▶ **WHAT NEEDS TO BE DONE**:
Nothing but the lines from the one with "Please locate water" through the end of the data should be set down, each exactly as written, and no picture should be included.
==================================================
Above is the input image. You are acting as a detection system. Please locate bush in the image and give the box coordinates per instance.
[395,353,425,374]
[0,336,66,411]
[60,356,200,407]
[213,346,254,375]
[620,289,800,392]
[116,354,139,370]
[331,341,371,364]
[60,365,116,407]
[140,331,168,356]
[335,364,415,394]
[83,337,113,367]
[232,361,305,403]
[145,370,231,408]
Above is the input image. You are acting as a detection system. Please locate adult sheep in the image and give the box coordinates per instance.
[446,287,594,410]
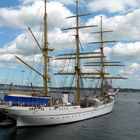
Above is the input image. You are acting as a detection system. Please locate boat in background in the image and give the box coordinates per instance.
[0,0,126,127]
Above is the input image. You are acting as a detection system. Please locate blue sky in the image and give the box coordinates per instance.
[0,0,140,89]
[0,0,20,7]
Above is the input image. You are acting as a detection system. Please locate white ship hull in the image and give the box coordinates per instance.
[1,100,115,127]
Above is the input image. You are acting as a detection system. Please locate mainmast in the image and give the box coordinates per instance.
[43,0,49,96]
[75,0,80,105]
[100,17,105,97]
[55,0,98,105]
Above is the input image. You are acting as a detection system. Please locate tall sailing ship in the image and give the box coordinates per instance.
[0,0,126,127]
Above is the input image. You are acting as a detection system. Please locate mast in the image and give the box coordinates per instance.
[15,0,52,97]
[55,0,97,105]
[100,17,104,97]
[75,0,80,105]
[87,17,127,97]
[43,0,49,96]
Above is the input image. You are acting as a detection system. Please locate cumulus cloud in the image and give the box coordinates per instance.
[0,30,44,65]
[0,31,40,55]
[0,2,41,29]
[119,62,140,82]
[104,42,140,61]
[19,0,76,5]
[126,63,140,73]
[0,29,73,56]
[50,0,75,5]
[102,42,140,85]
[0,0,76,66]
[0,53,42,65]
[87,0,140,13]
[19,0,39,5]
[0,1,73,30]
[0,0,140,88]
[86,8,140,41]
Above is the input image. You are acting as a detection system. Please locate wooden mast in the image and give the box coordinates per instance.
[43,0,49,96]
[56,0,97,105]
[15,0,52,97]
[87,17,127,97]
[75,0,80,105]
[100,16,104,97]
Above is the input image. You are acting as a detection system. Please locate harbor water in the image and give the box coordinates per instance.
[0,92,140,140]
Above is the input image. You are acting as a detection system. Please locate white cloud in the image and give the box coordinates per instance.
[106,42,140,61]
[86,8,140,41]
[87,0,140,13]
[16,54,43,63]
[0,32,40,55]
[0,1,41,29]
[0,29,73,56]
[0,0,139,89]
[0,1,73,30]
[0,31,43,64]
[119,63,140,80]
[19,0,39,5]
[0,54,16,63]
[128,63,140,73]
[20,0,75,5]
[51,0,75,5]
[99,42,140,85]
[49,29,74,50]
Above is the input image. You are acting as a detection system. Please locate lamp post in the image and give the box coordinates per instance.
[21,70,25,86]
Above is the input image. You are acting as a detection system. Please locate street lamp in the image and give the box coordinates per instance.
[21,70,25,86]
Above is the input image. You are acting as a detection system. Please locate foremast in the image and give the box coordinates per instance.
[43,0,49,96]
[15,0,52,97]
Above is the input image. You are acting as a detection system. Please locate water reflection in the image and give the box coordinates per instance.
[15,126,62,140]
[13,117,115,140]
[0,127,16,140]
[1,126,66,140]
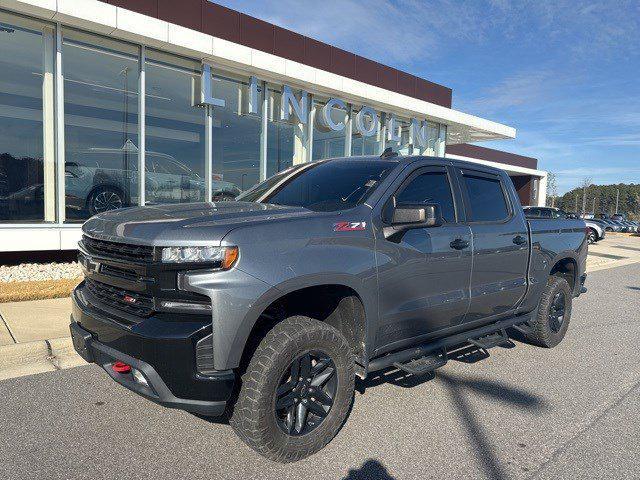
==================================================
▶ **ANSWER SECTION**:
Above is the input image. You are acting as a detection system. Please locate water reflection in the image and give the box coordinates per instance.
[15,126,62,140]
[13,117,115,140]
[0,127,16,140]
[1,126,66,140]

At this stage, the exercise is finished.